Collected data:
________________________

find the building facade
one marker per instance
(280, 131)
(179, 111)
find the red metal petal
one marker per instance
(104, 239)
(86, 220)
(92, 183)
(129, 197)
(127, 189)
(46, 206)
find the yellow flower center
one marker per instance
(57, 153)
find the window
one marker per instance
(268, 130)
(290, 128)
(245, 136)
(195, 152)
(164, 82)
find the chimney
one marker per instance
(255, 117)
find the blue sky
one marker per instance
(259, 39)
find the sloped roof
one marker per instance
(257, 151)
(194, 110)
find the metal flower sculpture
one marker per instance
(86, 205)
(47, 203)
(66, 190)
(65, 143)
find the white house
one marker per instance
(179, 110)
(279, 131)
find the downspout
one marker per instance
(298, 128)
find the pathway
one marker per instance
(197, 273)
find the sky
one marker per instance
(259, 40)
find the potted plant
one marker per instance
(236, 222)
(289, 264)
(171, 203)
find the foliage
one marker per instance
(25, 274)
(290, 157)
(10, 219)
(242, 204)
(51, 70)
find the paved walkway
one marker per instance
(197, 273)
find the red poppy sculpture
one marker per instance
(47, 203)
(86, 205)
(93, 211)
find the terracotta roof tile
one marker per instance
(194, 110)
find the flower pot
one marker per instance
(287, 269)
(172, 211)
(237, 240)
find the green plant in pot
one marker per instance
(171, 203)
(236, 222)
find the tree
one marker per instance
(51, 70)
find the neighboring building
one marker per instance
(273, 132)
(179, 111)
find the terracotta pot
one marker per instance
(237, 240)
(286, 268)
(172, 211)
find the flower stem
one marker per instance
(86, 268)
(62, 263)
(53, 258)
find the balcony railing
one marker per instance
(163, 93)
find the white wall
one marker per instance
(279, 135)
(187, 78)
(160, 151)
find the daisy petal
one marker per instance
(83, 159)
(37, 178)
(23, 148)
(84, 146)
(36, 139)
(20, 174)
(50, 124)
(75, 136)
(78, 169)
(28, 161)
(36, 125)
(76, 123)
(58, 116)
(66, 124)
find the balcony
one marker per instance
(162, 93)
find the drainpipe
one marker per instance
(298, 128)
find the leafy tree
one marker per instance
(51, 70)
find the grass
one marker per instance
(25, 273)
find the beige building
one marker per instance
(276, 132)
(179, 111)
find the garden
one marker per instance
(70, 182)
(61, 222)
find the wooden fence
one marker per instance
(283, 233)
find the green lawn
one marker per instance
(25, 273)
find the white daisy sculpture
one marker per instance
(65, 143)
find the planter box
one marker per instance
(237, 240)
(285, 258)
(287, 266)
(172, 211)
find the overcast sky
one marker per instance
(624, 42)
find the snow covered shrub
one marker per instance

________________________

-- Task to complete --
Starting at the top of the data above, repeat every line exactly until the line containing "find the leafy tree" has been given, then stop.

-- Final answer --
find the building facade
one marker per instance
(280, 131)
(179, 111)
find the red metal petal
one marker per instance
(104, 239)
(86, 220)
(92, 183)
(129, 197)
(127, 189)
(46, 206)
find the yellow flower center
one marker per instance
(57, 153)
find the window
one marker per instance
(268, 130)
(290, 128)
(245, 136)
(195, 152)
(164, 82)
find the chimney
one marker per instance
(255, 117)
find the blue sky
one marker per instance
(259, 39)
find the sloped roof
one marker per instance
(257, 151)
(194, 110)
find the metal flower sculpture
one marker per instance
(86, 205)
(47, 203)
(66, 190)
(65, 143)
find the white house
one marker per instance
(179, 110)
(279, 131)
find the downspout
one marker per instance
(298, 128)
find the pathway
one marker per instance
(197, 273)
find the sky
one marker per instance
(259, 40)
find the potted plant
one marker per instance
(236, 222)
(289, 264)
(171, 203)
find the foliage
one marker per instance
(25, 274)
(290, 157)
(10, 219)
(242, 204)
(51, 70)
find the paved walkway
one marker per instance
(197, 273)
find the red poppy sculpture
one marker per instance
(47, 203)
(86, 205)
(93, 211)
find the terracotta roof tile
one marker per instance
(194, 110)
find the flower pot
one marker per instance
(287, 269)
(172, 211)
(237, 240)
find the green plant in pot
one marker per instance
(171, 203)
(236, 222)
find the tree
one marker per instance
(51, 70)
find the neighboring building
one marker per instance
(273, 132)
(179, 111)
find the terracotta pot
one marker per instance
(237, 240)
(286, 268)
(172, 211)
find the flower stem
one marker per instance
(86, 268)
(62, 263)
(53, 258)
find the balcony railing
one marker per instance
(163, 93)
find the white wall
one marker per instance
(279, 135)
(187, 78)
(160, 151)
find the daisy petal
one marker per instance
(83, 159)
(37, 178)
(23, 148)
(84, 146)
(36, 139)
(20, 174)
(50, 124)
(75, 136)
(78, 169)
(28, 161)
(36, 125)
(76, 123)
(58, 116)
(66, 124)
find the balcony
one marker per instance
(162, 93)
find the drainpipe
one marker per instance
(298, 128)
find the leafy tree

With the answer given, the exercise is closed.